Extracted records –
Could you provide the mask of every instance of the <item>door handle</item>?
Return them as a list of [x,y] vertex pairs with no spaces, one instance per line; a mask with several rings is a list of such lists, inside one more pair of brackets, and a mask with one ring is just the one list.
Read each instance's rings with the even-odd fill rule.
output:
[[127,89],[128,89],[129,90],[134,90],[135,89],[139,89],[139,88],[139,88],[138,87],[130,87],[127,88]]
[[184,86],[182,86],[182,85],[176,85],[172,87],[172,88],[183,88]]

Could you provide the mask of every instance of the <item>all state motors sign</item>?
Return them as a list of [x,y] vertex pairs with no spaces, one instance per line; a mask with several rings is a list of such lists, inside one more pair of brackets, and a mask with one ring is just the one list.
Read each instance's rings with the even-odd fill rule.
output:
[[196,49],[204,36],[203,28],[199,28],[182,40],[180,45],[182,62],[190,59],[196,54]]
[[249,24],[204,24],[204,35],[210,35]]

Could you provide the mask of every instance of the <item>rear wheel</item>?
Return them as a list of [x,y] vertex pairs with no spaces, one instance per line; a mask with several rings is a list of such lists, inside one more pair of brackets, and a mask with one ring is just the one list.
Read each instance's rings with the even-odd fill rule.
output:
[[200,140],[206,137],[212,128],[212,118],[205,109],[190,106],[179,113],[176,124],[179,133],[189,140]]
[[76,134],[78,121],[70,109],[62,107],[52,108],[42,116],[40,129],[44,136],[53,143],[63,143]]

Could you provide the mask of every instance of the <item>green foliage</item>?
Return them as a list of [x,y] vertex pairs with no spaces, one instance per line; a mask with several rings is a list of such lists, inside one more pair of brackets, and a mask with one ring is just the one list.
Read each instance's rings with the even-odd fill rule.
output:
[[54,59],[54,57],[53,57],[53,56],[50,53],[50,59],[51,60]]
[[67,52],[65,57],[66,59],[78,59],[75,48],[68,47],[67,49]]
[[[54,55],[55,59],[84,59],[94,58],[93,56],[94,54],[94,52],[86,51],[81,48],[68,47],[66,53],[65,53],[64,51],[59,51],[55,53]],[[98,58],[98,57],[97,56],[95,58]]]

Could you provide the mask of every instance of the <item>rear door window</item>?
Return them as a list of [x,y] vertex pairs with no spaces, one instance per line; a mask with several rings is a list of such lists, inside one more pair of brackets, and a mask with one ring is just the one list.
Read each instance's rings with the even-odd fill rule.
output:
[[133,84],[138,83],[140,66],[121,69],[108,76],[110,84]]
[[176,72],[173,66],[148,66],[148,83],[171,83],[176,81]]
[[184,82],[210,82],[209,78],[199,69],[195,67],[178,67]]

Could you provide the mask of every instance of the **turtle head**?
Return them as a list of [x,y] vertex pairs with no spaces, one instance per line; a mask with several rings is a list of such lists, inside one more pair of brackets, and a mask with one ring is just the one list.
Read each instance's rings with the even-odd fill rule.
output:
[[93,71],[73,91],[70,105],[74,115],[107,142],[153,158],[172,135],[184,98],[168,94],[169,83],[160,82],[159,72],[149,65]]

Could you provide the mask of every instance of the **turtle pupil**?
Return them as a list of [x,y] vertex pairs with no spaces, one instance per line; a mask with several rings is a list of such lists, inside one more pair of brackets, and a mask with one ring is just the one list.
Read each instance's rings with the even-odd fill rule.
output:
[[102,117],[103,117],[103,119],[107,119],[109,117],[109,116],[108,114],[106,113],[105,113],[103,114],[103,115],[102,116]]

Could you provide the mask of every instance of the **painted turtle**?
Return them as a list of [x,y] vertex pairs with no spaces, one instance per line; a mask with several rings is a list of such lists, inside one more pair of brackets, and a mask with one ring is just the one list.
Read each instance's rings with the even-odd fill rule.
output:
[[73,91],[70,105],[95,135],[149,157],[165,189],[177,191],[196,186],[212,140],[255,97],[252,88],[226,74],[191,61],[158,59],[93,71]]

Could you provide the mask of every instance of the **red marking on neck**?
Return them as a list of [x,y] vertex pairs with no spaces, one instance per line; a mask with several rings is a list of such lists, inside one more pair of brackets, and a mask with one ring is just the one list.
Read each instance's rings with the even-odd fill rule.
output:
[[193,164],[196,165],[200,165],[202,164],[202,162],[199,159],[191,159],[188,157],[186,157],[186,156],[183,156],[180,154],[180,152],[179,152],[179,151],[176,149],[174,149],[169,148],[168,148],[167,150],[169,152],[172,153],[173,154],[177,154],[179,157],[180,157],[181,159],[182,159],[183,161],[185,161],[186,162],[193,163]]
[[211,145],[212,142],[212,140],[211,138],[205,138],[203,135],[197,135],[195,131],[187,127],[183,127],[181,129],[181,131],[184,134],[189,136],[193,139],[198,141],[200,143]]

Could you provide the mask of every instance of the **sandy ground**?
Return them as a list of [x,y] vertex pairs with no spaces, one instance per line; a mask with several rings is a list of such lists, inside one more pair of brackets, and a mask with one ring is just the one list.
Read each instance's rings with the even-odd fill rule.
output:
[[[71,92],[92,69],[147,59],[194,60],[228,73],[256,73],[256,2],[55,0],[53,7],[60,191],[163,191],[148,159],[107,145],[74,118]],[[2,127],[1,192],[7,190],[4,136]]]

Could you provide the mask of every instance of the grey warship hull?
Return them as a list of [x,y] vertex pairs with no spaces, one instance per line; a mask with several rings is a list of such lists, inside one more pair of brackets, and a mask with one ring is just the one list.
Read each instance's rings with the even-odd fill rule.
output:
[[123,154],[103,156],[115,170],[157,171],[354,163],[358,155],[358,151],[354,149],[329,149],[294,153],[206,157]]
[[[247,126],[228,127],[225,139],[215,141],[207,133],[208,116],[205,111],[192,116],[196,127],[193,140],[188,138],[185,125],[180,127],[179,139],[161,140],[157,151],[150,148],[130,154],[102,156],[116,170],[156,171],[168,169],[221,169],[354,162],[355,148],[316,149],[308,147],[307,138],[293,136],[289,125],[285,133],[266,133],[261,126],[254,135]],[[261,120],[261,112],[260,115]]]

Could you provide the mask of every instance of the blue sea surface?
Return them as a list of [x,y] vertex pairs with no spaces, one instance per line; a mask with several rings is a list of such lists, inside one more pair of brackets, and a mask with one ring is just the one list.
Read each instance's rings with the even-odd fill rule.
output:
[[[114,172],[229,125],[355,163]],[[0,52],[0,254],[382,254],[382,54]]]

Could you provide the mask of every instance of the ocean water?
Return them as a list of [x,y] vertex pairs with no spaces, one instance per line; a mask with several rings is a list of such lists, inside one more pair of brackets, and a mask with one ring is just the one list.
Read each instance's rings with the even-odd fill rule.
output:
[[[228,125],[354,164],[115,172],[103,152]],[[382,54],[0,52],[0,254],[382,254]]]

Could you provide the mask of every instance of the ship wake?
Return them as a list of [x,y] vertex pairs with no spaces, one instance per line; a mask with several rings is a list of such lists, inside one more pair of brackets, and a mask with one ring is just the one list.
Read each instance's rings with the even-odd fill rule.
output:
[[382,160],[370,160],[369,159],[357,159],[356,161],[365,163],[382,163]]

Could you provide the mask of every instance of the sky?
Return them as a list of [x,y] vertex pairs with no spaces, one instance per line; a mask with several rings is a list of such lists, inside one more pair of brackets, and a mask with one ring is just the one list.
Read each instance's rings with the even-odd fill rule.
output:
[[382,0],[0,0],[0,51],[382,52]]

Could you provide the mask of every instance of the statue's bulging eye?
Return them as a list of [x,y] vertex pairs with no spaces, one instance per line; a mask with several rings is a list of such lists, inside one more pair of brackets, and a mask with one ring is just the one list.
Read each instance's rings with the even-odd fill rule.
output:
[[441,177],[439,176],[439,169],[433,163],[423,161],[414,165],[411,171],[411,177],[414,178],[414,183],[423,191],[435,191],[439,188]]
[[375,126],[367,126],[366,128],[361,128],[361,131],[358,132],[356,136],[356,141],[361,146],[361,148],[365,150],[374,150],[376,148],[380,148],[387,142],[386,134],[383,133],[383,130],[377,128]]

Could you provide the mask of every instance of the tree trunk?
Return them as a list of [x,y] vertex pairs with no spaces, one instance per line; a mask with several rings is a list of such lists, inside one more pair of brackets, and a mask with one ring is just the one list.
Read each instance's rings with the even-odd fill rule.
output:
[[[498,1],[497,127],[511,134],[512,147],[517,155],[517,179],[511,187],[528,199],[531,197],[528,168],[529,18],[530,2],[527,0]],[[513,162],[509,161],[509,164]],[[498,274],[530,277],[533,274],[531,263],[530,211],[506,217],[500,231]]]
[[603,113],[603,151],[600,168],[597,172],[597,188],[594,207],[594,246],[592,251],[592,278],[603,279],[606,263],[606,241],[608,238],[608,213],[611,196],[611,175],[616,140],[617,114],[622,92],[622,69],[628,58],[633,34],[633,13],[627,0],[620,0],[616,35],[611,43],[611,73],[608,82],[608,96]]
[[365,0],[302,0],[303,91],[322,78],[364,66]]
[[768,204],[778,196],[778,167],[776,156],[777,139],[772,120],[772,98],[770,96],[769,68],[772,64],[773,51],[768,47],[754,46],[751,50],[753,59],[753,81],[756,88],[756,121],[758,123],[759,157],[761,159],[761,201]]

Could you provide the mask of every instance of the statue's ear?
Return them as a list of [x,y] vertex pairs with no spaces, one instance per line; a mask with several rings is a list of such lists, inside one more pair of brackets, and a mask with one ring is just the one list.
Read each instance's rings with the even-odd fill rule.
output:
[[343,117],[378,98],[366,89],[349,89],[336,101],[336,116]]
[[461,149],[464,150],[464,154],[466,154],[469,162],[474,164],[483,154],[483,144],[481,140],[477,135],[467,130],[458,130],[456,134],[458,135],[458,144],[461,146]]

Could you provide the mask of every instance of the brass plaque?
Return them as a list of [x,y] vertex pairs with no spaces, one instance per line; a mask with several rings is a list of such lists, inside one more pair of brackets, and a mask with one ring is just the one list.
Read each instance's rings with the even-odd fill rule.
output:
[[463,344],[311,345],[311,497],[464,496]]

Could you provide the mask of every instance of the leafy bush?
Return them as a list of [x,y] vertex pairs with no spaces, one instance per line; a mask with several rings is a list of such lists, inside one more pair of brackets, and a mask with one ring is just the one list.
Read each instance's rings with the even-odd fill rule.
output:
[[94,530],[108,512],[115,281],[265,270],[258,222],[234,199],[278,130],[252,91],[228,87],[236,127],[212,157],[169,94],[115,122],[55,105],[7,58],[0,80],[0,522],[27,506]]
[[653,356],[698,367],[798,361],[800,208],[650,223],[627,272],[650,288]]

Problem to work on –
Please update the lines from the line with "Could you provide the mask of every instance of the tree" to the line with "[[365,0],[302,0],[303,91],[322,78],[364,66]]" by replacing "even-odd fill rule" with "nonzero fill rule", and give those lines again with nothing else changed.

Solved problem –
Could you provide the mask of every instance of the tree trunk?
Return them as a list of [x,y] vertex pairs with no spaces, one instance per line; a mask with several rings is a list of such lists, inside one more pair of brackets, and a mask with one ring is just the one list.
Read each instance's rings with the nonzero fill rule.
output:
[[[498,1],[497,127],[511,134],[512,147],[517,155],[517,179],[511,187],[528,199],[531,197],[528,168],[529,18],[530,2],[527,0]],[[513,162],[509,161],[509,164]],[[498,274],[530,277],[533,274],[531,263],[530,211],[506,217],[500,231]]]
[[603,113],[603,151],[600,168],[597,172],[597,188],[594,207],[594,246],[592,251],[592,278],[603,279],[606,263],[606,241],[608,238],[608,213],[611,196],[611,175],[616,140],[617,114],[622,92],[622,69],[628,58],[633,34],[633,13],[627,0],[620,0],[616,35],[611,43],[611,73],[608,82],[608,96]]
[[365,0],[302,0],[303,91],[322,78],[364,66]]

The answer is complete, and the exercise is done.